# [Written task]
In the passage on DONE files below, rewrite the portion starting with "The data time of" and going on through "DONE file alone.", renaming every occurrence of "data time" as "partition time".

------ Extract provided ------

The content of DONE files is in the JSON format. A DONE file needs to contain only the timestamp in milliseconds of the current full data. The system retains only the incremental data in the recent three days. Therefore, the point in time that is specified by the timestamp must be within the previous three days.
The timestamp in a DONE file indicates the point in time of the incremental data to be pulled. If you do not specify the timestamp, incremental data from the start time of the scheduled reindexing task is appended. OpenSearch retains only the incremental data in the recent three days. Therefore, the point in time must be within the previous three days.
For example, full data is generated at 09:00 on the current day, MaxCompute processes the full data at 10:00, and the scheduled reindexing task in OpenSearch starts at 10:30. After MaxCompute processes the full data, the incremental data after 09:00 on the current day is appended. You must specify the timestamp that corresponds to 09:00 on the current day in milliseconds in the DONE file to ensure data integrity. Otherwise, the incremental data that is generated after 10:30, which is the default start time of the scheduled reindexing task, is appended. The incremental data from 09:00 to 10:30 is lost. Proceed with caution. If no incremental data is generated, you do not need to specify the timestamp.
The following sample code shows an example of the content of a DONE file for an advanced application. The timestamp in the DONE file is used to append incremental data. You can use a similar method to specify the timestamp in DONE files for standard applications.

{
"timestamp":"1234567890000"
}

Priorities of a DONE file and the data time:

The data time of MaxCompute data sources is required and takes precedence over a DONE file.
If you create only one version for an application, you need to specify only the data time. In this case, you cannot use a DONE file alone.
If you need to use a scheduled reindexing task, you must specify both the data time and a DONE file. The data time takes precedence over the DONE file for the first version. The DONE file takes precedence over the data time for subsequent versions.

Usage notes:

Important

MaxCompute data sources support only full synchronization, but do not support incremental synchronization.

------ Recorded information ------

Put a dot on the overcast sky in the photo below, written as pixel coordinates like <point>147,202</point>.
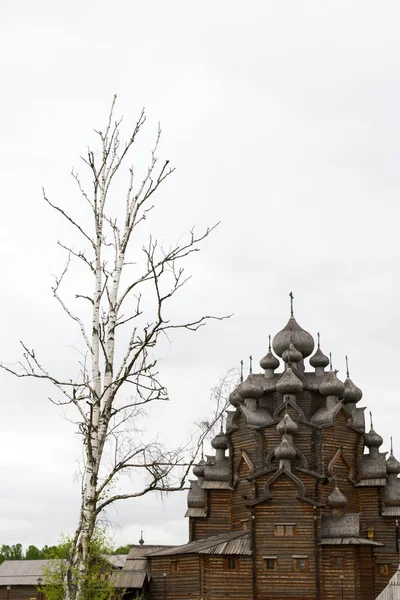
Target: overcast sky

------

# [Written reply]
The partition time of MaxCompute data sources is required and takes precedence over a DONE file.
If you create only one version for an application, you need to specify only the partition time. In this case, you cannot use a DONE file alone.